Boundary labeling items
·····
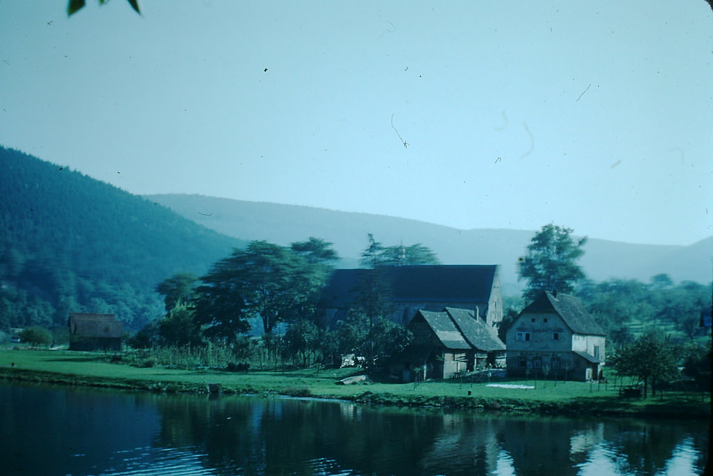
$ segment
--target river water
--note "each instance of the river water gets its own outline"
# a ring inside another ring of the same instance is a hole
[[[0,385],[0,475],[703,473],[701,421]]]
·····
Goal
Copy the items above character for character, leaving out the pictures.

Exercise output
$ segment
--target river water
--note "each instance of the river water gets its own outline"
# a ring inside another ring of the same instance is a hole
[[[0,385],[0,475],[703,473],[701,421]]]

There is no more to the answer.